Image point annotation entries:
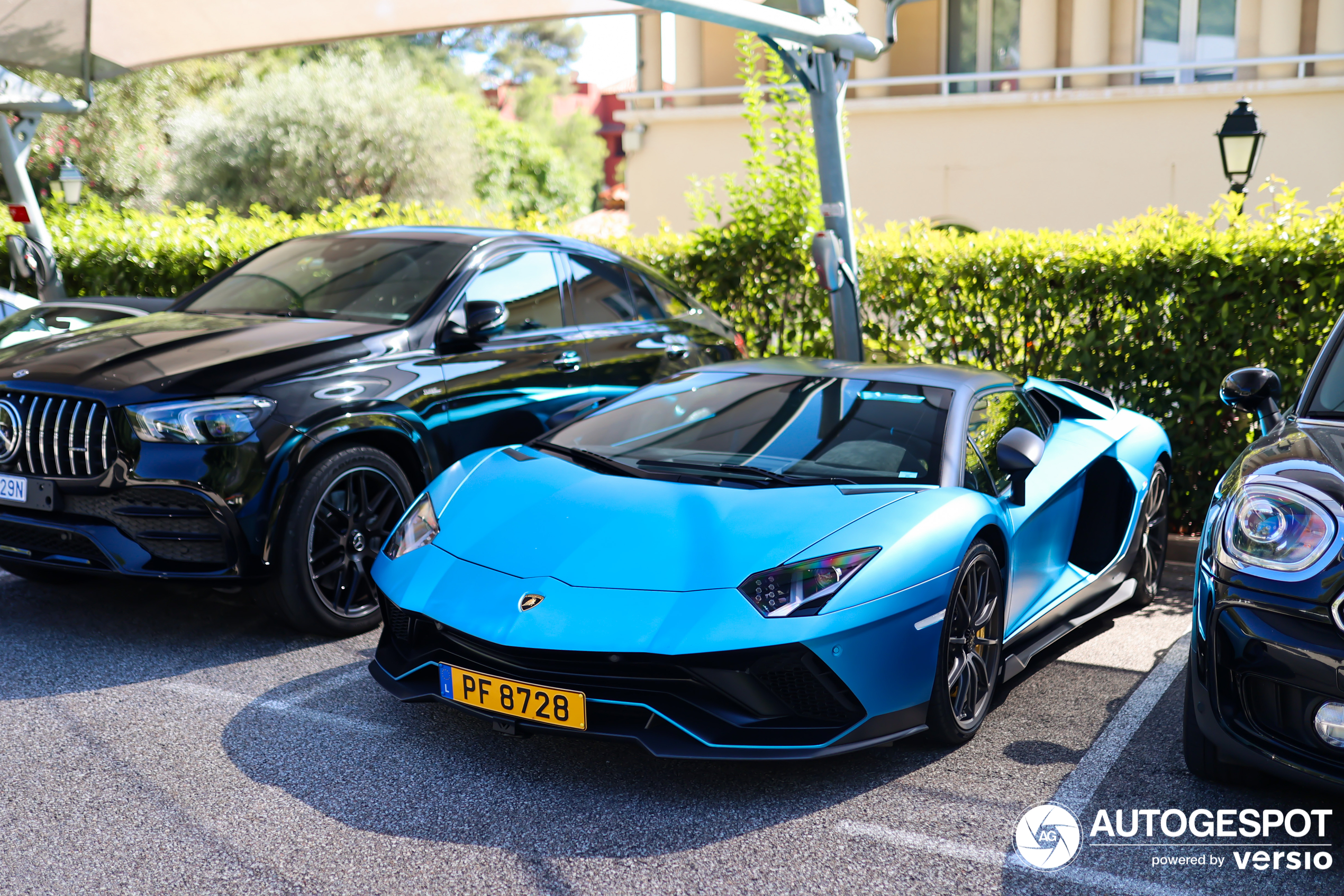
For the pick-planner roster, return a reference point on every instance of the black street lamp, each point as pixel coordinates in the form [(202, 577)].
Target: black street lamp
[(1241, 141)]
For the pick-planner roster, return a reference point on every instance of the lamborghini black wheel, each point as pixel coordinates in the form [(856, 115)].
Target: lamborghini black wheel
[(968, 656)]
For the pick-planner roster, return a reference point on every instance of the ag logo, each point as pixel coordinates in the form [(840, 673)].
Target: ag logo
[(1047, 837)]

# WHAT THIS TASK INVOLVES:
Copy all of the entries above word for word, leaving out the pictures.

# CORRECT ANSWER:
For the pick-planner roster, return a reference point on every instance of the black street lamp, each point as pixel coordinates in the form [(202, 577)].
Target: black street lamp
[(1241, 141)]
For the pick-planner roster, return a reference point on every instance of the lamborghini black wheel, each point as pixel coordinates in the form [(856, 115)].
Target: lamborghini black wheel
[(968, 656)]
For the pick-planner roster, return a reference point on every instance of the ag logo, each point as pixel coordinates in the form [(840, 673)].
Target: ag logo
[(1047, 837)]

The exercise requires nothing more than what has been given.